Pointing records

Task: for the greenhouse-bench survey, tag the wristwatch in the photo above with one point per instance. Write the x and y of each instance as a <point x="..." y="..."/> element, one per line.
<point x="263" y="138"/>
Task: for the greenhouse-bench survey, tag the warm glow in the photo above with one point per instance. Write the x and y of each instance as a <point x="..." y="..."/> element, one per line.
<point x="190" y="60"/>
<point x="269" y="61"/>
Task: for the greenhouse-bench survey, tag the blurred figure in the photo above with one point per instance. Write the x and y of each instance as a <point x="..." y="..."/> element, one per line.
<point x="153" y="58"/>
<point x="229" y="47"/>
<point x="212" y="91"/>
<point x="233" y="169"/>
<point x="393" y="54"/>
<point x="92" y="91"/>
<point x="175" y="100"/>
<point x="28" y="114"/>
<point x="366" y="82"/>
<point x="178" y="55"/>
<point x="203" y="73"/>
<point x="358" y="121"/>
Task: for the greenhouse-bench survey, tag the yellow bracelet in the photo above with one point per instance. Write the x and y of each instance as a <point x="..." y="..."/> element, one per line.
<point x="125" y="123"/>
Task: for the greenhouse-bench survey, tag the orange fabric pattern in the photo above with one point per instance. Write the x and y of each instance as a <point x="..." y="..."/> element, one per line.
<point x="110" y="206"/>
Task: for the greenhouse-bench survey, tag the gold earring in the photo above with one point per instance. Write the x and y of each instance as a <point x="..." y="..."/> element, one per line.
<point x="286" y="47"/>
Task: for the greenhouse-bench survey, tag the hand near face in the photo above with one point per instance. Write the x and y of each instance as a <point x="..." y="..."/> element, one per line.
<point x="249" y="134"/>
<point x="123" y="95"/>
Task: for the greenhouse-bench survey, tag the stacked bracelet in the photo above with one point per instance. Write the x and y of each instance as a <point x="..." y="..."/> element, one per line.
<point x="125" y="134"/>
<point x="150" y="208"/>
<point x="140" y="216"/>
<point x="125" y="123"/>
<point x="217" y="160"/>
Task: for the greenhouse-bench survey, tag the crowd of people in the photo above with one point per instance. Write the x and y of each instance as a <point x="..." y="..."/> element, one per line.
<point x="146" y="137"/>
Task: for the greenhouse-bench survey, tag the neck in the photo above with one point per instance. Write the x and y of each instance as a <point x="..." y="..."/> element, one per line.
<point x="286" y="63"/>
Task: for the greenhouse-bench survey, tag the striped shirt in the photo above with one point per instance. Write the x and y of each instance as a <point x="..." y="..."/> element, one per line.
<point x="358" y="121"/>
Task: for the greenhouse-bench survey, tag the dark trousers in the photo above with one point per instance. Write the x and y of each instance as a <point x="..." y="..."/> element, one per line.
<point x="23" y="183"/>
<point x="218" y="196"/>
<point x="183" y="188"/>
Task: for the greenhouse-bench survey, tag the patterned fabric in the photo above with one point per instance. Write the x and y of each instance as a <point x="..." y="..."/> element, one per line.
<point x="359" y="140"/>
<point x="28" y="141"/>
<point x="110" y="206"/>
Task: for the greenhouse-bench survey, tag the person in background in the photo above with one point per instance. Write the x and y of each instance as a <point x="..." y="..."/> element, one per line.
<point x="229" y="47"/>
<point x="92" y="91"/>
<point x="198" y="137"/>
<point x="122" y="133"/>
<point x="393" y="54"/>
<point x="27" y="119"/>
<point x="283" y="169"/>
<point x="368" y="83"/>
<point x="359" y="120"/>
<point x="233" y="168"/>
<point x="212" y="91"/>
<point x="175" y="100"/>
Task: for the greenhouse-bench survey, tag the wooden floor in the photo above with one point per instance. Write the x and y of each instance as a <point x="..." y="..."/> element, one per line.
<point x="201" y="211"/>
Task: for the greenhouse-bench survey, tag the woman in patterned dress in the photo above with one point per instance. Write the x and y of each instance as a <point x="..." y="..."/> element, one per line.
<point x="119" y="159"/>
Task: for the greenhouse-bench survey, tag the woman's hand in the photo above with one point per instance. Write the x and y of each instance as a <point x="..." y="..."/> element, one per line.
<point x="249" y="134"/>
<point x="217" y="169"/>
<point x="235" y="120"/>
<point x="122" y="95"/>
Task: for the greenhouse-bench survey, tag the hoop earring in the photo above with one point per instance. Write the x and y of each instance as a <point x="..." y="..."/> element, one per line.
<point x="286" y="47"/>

**WRITTEN REQUEST:**
Repeat every entry word for word.

**ANSWER FOR THIS EXERCISE:**
Task: for the greenhouse-bench survey, tag the wristwatch in the photo above with one point per instance. Write the x and y of each instance as a <point x="..." y="..."/> element, one per line.
<point x="263" y="138"/>
Task: for the greenhouse-bench survey, tag the warm glow in the photo above with one point per instance. Write the x and y of each instance as a <point x="..." y="..."/> element, one per line.
<point x="190" y="60"/>
<point x="269" y="61"/>
Task: for the greenhouse-bench survey, tag the blurred figure in the photo above with one point per instance. Write the x and y of each instance as a <point x="..." y="..."/> element, one per line.
<point x="153" y="58"/>
<point x="229" y="47"/>
<point x="212" y="91"/>
<point x="233" y="169"/>
<point x="393" y="54"/>
<point x="92" y="91"/>
<point x="175" y="100"/>
<point x="28" y="114"/>
<point x="366" y="82"/>
<point x="178" y="55"/>
<point x="203" y="73"/>
<point x="358" y="121"/>
Task: for the greenhouse-bench survey, tag the yellow bracelet in the photo above with one point per instance. Write the x and y of each instance as a <point x="..." y="..."/> element, one per line.
<point x="125" y="123"/>
Task: for the greenhouse-bench survey, tag the orange fabric pattern in the photo above with one point per instance. Write the x and y of each instance as a <point x="..." y="..."/> element, one per line.
<point x="110" y="206"/>
Task: for the greenhouse-bench survey, tag the gold earring in the photo above with one point per instance. Write the x and y of each instance as a <point x="..." y="..."/> element, one per line.
<point x="286" y="47"/>
Task: for the greenhouse-bench survey, tag the hand near face in the photo above with one point per instance. Write the x and y of each instance as a <point x="..." y="..."/> element, one per line.
<point x="249" y="134"/>
<point x="123" y="95"/>
Task: for the greenhouse-bench survey, tag the stacked bracelet in the photo above with one point per instance. Write the x and y of each instance as a <point x="..." y="..."/> element, one per line.
<point x="125" y="134"/>
<point x="150" y="208"/>
<point x="140" y="216"/>
<point x="125" y="123"/>
<point x="217" y="160"/>
Task: for the greenhouse-bench survey, tag the crowd of people in the photo above with one point per instance. Write the x and y of each instance as a <point x="..." y="..."/> element, one per line.
<point x="146" y="137"/>
Task: for the greenhouse-bench survey, tag the neck in the photo above with one point per instance. Write the x and y of each instance as a <point x="..." y="..."/> element, one per line.
<point x="286" y="63"/>
Task: for the greenhouse-bench survey, tag the striped shirt in the photo above with one point per instance. Write the x and y of each instance as a <point x="..." y="..."/> element, one per line.
<point x="358" y="121"/>
Task: for the greenhouse-bench survey, tag the dark trousers in the photo above with one point per instance. Write the x and y of each instance as a <point x="..." y="..."/> element, one per line.
<point x="23" y="183"/>
<point x="218" y="196"/>
<point x="183" y="188"/>
Task: for the greenhouse-bench survey, tag the patterned fabric in the photo above with one point per instance. Write the x and y of each instance as a <point x="..." y="..."/> element, one per line.
<point x="359" y="140"/>
<point x="28" y="141"/>
<point x="110" y="206"/>
Task: for the greenhouse-bench survey, tag the person in background in the photo above with one point per instance. Write the x and y of each instance as a <point x="..." y="..."/> element, one per line.
<point x="229" y="47"/>
<point x="92" y="91"/>
<point x="198" y="137"/>
<point x="122" y="133"/>
<point x="393" y="54"/>
<point x="27" y="119"/>
<point x="283" y="169"/>
<point x="368" y="83"/>
<point x="359" y="120"/>
<point x="233" y="168"/>
<point x="212" y="91"/>
<point x="175" y="100"/>
Task: for the greenhouse-bench survey, tag the wooden floor in the photo above with one point per instance. Write the x and y of each instance as a <point x="..." y="..."/> element, one per line.
<point x="201" y="211"/>
Task: for the greenhouse-bench survey, tag the woman in patterned dress in the photo above with one point per instance. Write the x and y of each instance as a <point x="..." y="..."/> element, one per line.
<point x="119" y="159"/>
Task: for the greenhouse-bench survey, tag the woman's hand in the photo above with one point per instance. Write the x and y of each instance as a <point x="..." y="..."/> element, one per line.
<point x="249" y="134"/>
<point x="217" y="169"/>
<point x="235" y="120"/>
<point x="122" y="95"/>
Task: for the greenhouse-bench survey, tag the hoop earring in the photo above with one point per instance. Write the x and y of each instance as a <point x="..." y="..."/> element, one per line.
<point x="286" y="47"/>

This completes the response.